__Action item__
An exact copy of every entry is needed, with no images.

[Stored data entries]
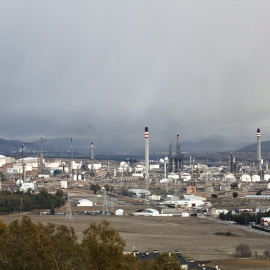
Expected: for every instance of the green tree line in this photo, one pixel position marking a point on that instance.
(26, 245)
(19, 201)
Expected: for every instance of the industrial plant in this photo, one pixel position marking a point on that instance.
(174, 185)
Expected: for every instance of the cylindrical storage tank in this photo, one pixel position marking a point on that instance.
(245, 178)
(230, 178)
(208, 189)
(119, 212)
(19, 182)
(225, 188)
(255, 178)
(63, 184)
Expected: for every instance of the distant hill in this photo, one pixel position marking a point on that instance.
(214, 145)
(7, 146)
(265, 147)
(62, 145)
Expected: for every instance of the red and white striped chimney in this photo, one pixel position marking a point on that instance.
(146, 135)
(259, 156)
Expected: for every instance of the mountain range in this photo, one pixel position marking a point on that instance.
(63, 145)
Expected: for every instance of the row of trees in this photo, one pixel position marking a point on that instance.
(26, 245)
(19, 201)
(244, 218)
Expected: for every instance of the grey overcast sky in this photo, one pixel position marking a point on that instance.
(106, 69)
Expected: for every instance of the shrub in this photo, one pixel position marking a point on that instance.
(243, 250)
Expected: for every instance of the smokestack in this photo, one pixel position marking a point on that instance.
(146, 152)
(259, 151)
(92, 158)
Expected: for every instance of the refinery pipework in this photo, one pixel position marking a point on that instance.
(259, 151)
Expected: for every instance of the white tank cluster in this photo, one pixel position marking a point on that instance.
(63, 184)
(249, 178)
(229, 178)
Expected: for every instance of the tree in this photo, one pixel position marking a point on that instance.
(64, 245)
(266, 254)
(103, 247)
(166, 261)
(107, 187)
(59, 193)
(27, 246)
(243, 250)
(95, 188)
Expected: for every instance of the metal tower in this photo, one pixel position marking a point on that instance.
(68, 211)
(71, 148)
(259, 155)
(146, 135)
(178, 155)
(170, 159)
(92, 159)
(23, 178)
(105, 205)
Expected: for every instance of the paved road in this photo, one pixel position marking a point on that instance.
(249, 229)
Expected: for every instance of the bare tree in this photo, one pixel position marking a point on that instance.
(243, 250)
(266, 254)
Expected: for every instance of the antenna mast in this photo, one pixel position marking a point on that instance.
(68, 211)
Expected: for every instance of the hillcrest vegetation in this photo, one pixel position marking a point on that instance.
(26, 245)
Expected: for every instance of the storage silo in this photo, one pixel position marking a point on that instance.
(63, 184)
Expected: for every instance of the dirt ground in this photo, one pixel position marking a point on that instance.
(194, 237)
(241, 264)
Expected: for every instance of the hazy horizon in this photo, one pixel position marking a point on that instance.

__Answer to this exercise__
Expected: for every instance of the green tree line in this photo, one pixel position marking a point on that instance.
(26, 245)
(19, 201)
Expected: for every instance of the industrial plant in this photo, one pixel position marking a point on that instance.
(174, 185)
Expected: for every instance of the cylindrical storage tank in this photo, one pixel position marking a point on that instance.
(245, 178)
(230, 178)
(208, 189)
(119, 212)
(19, 182)
(225, 188)
(255, 178)
(63, 184)
Expected: for every instance of the distant hill in this photo, one pixel position marking a point on that instance.
(214, 145)
(7, 146)
(265, 147)
(62, 145)
Expected: for every instance of the red and white striped chimney in this photo, one pixel position marking a point on that instance.
(146, 135)
(259, 156)
Expected: for every instance of the mountain range in this photo, one pixel position marking a point on that instance.
(63, 145)
Expected: for every instance of the row of trees in this photo, one pixel position marking a point on that instance.
(26, 245)
(19, 201)
(244, 218)
Expected: for every instance of the grey overcast sky in this photo, one pixel position marking a point on that instance.
(106, 69)
Expected: for every instance of the shrub in this photo, one pixel position marking a point on that instance.
(243, 250)
Expected: for every instance of the smokestack in this photo, one pixel position marking a point on that instance.
(146, 152)
(259, 151)
(92, 158)
Expected: for every instance of the refinery pipework in this photo, one pixel position marking a point on that instance.
(259, 151)
Expected: for every instance of the white tank cluster in this photo, one pixel position marking a point on that instance.
(63, 184)
(249, 178)
(229, 178)
Expected: for every instance of the tree in this photo, one pixel position marking a point on that instance.
(64, 245)
(266, 254)
(103, 247)
(166, 261)
(107, 187)
(59, 193)
(27, 246)
(243, 250)
(95, 188)
Expected: for every instance of the metal tower in this photo, one pixel position marking a point on that instance.
(68, 211)
(71, 148)
(259, 155)
(146, 135)
(178, 155)
(170, 159)
(92, 159)
(23, 178)
(105, 205)
Expected: for every instance of the paved road in this photo, one pixel position marking a point on that instance.
(249, 229)
Expected: for every instance of the bare tree in this photo, one pixel position marking a point on that instance.
(243, 250)
(266, 254)
Expected: for every instance of the antenna mast in this photo, one pixel position marking a point on that instance.
(68, 211)
Expected: for every instance of the hillcrest vegetation in this photo, one pixel position marking a point on that instance.
(26, 245)
Expected: for every instance of the storage silo in this photo, one pixel position marking a point on that instance.
(63, 184)
Expected: for every instance of the dirt ground in this photo, one pixel position marking a point on that instance.
(194, 237)
(241, 264)
Expected: for every instance of the hazy horizon in this photo, one pixel position marking a point on that instance.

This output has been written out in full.